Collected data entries
● ● ●

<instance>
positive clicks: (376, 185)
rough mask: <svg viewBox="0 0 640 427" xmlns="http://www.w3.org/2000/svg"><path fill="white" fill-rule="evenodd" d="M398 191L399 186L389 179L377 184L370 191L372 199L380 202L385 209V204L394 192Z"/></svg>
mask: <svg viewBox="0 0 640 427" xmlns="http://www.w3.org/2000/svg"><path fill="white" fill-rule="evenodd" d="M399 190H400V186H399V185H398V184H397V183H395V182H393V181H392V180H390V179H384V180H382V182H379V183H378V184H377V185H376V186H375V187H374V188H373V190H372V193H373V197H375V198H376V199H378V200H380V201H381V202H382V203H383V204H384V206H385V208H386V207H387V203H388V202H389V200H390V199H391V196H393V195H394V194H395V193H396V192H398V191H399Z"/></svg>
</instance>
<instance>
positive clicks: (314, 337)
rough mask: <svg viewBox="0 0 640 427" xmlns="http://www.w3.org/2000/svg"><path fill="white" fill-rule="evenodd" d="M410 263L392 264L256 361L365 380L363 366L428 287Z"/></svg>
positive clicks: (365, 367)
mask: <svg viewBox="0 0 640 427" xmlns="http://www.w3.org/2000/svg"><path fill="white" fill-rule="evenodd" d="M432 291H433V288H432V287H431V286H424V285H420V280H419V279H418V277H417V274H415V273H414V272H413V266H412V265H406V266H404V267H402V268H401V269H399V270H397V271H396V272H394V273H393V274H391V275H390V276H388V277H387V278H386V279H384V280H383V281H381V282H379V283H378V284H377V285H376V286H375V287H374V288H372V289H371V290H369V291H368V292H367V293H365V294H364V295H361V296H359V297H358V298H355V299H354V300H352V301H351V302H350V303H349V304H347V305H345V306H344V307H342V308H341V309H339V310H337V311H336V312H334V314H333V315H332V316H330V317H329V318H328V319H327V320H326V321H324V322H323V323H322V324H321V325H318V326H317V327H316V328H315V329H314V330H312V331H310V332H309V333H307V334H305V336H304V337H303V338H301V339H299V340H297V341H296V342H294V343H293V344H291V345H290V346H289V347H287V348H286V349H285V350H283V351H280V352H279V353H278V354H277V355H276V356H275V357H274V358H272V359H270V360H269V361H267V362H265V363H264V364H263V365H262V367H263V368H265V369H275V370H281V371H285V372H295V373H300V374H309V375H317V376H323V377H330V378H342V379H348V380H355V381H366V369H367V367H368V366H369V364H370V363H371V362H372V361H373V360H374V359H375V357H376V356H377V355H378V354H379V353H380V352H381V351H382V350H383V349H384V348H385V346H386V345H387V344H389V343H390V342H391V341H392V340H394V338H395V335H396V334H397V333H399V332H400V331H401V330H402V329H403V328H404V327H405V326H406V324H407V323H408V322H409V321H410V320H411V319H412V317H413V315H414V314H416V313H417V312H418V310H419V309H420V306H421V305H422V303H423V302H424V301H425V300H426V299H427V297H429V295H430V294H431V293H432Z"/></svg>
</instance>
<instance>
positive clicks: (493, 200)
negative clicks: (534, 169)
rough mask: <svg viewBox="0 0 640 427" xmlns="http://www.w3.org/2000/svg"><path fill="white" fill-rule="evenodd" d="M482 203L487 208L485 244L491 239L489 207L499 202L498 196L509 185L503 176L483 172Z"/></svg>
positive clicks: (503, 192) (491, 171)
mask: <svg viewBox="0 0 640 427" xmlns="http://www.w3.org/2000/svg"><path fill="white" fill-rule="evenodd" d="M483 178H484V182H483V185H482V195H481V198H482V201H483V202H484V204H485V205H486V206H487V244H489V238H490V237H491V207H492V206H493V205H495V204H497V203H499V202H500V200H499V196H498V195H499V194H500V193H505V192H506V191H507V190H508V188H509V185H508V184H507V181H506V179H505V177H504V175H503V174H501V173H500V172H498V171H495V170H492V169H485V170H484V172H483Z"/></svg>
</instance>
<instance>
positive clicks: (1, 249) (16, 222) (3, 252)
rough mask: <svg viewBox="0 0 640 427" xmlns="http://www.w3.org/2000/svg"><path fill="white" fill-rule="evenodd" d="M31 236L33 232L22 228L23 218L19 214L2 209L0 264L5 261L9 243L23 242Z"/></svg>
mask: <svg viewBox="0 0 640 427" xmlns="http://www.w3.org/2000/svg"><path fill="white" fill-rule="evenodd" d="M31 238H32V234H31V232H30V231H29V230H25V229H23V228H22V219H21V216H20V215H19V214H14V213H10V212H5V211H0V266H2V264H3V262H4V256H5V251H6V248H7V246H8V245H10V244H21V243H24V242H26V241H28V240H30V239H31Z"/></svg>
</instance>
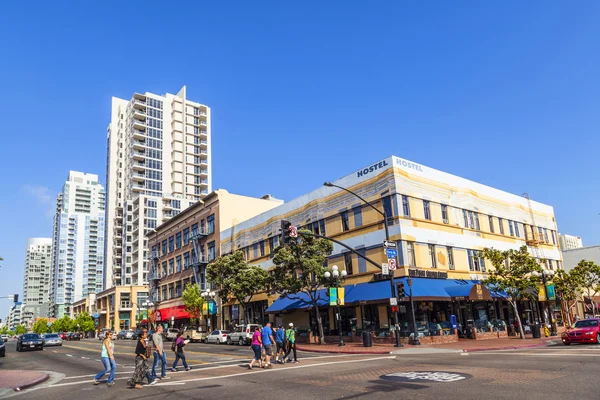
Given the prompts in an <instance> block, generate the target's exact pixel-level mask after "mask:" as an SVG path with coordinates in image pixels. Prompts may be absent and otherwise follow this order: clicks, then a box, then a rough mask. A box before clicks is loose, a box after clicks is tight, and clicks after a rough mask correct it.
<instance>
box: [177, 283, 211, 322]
mask: <svg viewBox="0 0 600 400" xmlns="http://www.w3.org/2000/svg"><path fill="white" fill-rule="evenodd" d="M181 301H182V302H183V304H184V305H185V310H186V311H187V312H188V314H190V322H191V323H192V324H194V323H197V324H199V323H200V319H201V318H202V307H204V303H205V302H206V300H205V299H204V297H202V295H201V292H200V287H199V286H198V285H196V284H191V283H188V284H187V285H186V286H185V289H184V291H183V293H182V296H181Z"/></svg>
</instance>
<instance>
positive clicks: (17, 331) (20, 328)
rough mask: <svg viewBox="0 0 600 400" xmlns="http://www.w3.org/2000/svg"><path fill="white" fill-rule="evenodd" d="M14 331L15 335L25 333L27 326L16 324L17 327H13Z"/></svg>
mask: <svg viewBox="0 0 600 400" xmlns="http://www.w3.org/2000/svg"><path fill="white" fill-rule="evenodd" d="M15 332H16V333H17V335H22V334H24V333H27V327H26V326H25V325H17V327H16V328H15Z"/></svg>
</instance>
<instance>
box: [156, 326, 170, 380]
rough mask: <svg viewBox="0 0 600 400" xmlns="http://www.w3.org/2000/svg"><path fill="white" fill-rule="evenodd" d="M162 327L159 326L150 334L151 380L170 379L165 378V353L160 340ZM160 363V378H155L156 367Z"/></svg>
mask: <svg viewBox="0 0 600 400" xmlns="http://www.w3.org/2000/svg"><path fill="white" fill-rule="evenodd" d="M162 332H163V327H162V325H159V326H158V328H156V332H154V333H153V334H152V353H153V355H154V363H153V364H152V378H153V379H158V380H161V379H171V377H170V376H167V353H165V348H164V345H163V340H162ZM159 361H160V377H158V376H156V367H157V366H158V362H159Z"/></svg>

● ● ●

* Work to be completed
The answer is the complete set of records, copied exactly, with pictures omitted.

* Output for this task
<instance>
positive clicks: (376, 185)
rough mask: <svg viewBox="0 0 640 427" xmlns="http://www.w3.org/2000/svg"><path fill="white" fill-rule="evenodd" d="M398 191L399 186L389 179L377 184L370 191L372 199L380 202L385 209V204L394 192Z"/></svg>
mask: <svg viewBox="0 0 640 427" xmlns="http://www.w3.org/2000/svg"><path fill="white" fill-rule="evenodd" d="M399 190H400V186H399V185H398V184H397V183H395V182H393V181H392V180H390V179H384V180H382V182H379V183H378V184H377V185H376V186H375V187H374V188H373V190H372V193H373V197H375V198H376V199H378V200H380V201H381V202H382V203H383V204H384V206H385V208H386V207H387V203H388V202H389V200H390V199H391V196H393V195H394V194H395V193H396V192H398V191H399Z"/></svg>
</instance>
<instance>
positive clicks: (314, 337)
rough mask: <svg viewBox="0 0 640 427" xmlns="http://www.w3.org/2000/svg"><path fill="white" fill-rule="evenodd" d="M410 263L392 264L256 361L365 380L363 366L428 287Z"/></svg>
positive clicks: (365, 367)
mask: <svg viewBox="0 0 640 427" xmlns="http://www.w3.org/2000/svg"><path fill="white" fill-rule="evenodd" d="M432 291H433V288H432V287H431V286H424V285H420V280H419V279H418V277H417V274H415V273H414V272H413V266H412V265H406V266H404V267H402V268H401V269H399V270H397V271H396V272H394V273H393V274H391V275H390V276H388V277H387V278H386V279H384V280H383V281H381V282H379V283H378V284H377V285H376V286H375V287H374V288H372V289H371V290H369V291H368V292H367V293H365V294H364V295H361V296H359V297H358V298H355V299H354V300H352V301H351V302H350V303H349V304H347V305H345V306H344V307H342V308H341V309H339V310H337V311H336V312H334V314H333V315H332V316H330V317H329V318H328V319H327V320H326V321H324V322H323V323H322V324H321V325H318V326H317V327H316V328H315V329H314V330H312V331H310V332H309V333H307V334H305V336H304V337H303V338H301V339H299V340H297V341H296V342H294V343H293V344H291V345H290V346H289V347H287V348H286V349H285V350H283V351H280V352H279V353H278V354H277V355H276V356H275V357H274V358H272V359H270V360H269V361H267V362H265V363H264V364H263V365H262V367H263V368H265V369H275V370H281V371H285V372H295V373H300V374H309V375H317V376H323V377H330V378H342V379H348V380H355V381H366V369H367V367H368V366H369V364H370V363H371V362H372V361H373V360H374V359H375V357H376V356H377V355H378V354H379V353H380V352H381V351H382V350H383V349H384V348H385V346H386V345H387V344H389V343H390V342H391V341H392V340H394V338H395V335H396V334H397V333H399V332H400V331H401V330H402V329H403V328H404V327H405V326H406V324H407V323H408V322H409V321H410V320H411V319H412V317H413V315H414V314H416V313H417V312H418V310H419V309H420V306H421V305H422V303H423V302H424V301H425V300H426V299H427V297H429V295H430V294H431V293H432Z"/></svg>
</instance>
<instance>
positive clicks: (493, 200)
negative clicks: (534, 169)
rough mask: <svg viewBox="0 0 640 427" xmlns="http://www.w3.org/2000/svg"><path fill="white" fill-rule="evenodd" d="M482 203L487 208L485 244L491 239L489 207L499 202L498 196L509 185L503 176L483 172Z"/></svg>
positive clicks: (503, 192) (491, 171)
mask: <svg viewBox="0 0 640 427" xmlns="http://www.w3.org/2000/svg"><path fill="white" fill-rule="evenodd" d="M483 178H484V182H483V185H482V195H481V198H482V201H483V202H484V204H485V205H486V206H487V244H489V238H490V237H491V207H492V206H493V205H495V204H497V203H499V202H500V200H499V196H498V195H499V194H500V193H505V192H506V191H507V190H508V188H509V185H508V184H507V181H506V179H505V177H504V175H503V174H501V173H500V172H498V171H495V170H492V169H485V170H484V172H483Z"/></svg>
</instance>
<instance>
positive clicks: (1, 249) (16, 222) (3, 252)
rough mask: <svg viewBox="0 0 640 427" xmlns="http://www.w3.org/2000/svg"><path fill="white" fill-rule="evenodd" d="M31 236L33 232L22 228L23 218L19 214L2 209L0 264L5 261L9 243L23 242Z"/></svg>
mask: <svg viewBox="0 0 640 427" xmlns="http://www.w3.org/2000/svg"><path fill="white" fill-rule="evenodd" d="M31 238H32V234H31V232H30V231H29V230H25V229H23V228H22V219H21V216H20V215H19V214H14V213H10V212H5V211H0V266H2V264H3V262H4V256H5V251H6V248H7V246H8V245H10V244H21V243H24V242H26V241H28V240H30V239H31Z"/></svg>
</instance>
Given the prompts in an <instance> block, generate the target's exact pixel-level mask after "mask:" as an SVG path with coordinates in image pixels. Prompts may be absent and otherwise follow this order: clicks, then a box, then a rough mask. A box before clicks is loose, a box after clicks is tight, and clicks after a rough mask correct it.
<instance>
box: [177, 283, 211, 322]
mask: <svg viewBox="0 0 600 400" xmlns="http://www.w3.org/2000/svg"><path fill="white" fill-rule="evenodd" d="M181 301H182V302H183V304H184V305H185V310H186V311H187V312H188V314H190V322H191V323H192V324H194V323H197V324H199V323H200V319H201V318H202V307H204V303H205V302H206V300H205V299H204V297H202V295H201V292H200V287H199V286H198V285H196V284H191V283H188V284H187V285H186V286H185V289H184V291H183V293H182V296H181Z"/></svg>
</instance>
<instance>
positive clicks: (17, 331) (20, 328)
rough mask: <svg viewBox="0 0 600 400" xmlns="http://www.w3.org/2000/svg"><path fill="white" fill-rule="evenodd" d="M14 331L15 335L25 333L27 326L16 324L17 327H13Z"/></svg>
mask: <svg viewBox="0 0 600 400" xmlns="http://www.w3.org/2000/svg"><path fill="white" fill-rule="evenodd" d="M15 332H16V333H17V335H22V334H24V333H27V327H26V326H25V325H17V327H16V328H15Z"/></svg>
</instance>
<instance>
box: [156, 326, 170, 380]
rough mask: <svg viewBox="0 0 600 400" xmlns="http://www.w3.org/2000/svg"><path fill="white" fill-rule="evenodd" d="M162 327L159 326L150 334L151 380L170 379L165 378V353L160 340ZM160 363V378H155L156 367Z"/></svg>
mask: <svg viewBox="0 0 600 400" xmlns="http://www.w3.org/2000/svg"><path fill="white" fill-rule="evenodd" d="M162 332H163V327H162V325H159V326H158V328H156V332H154V333H153V334H152V353H153V355H154V363H153V364H152V378H153V379H158V380H161V379H171V377H170V376H167V353H165V348H164V345H163V340H162ZM159 361H160V377H158V376H156V367H157V366H158V362H159Z"/></svg>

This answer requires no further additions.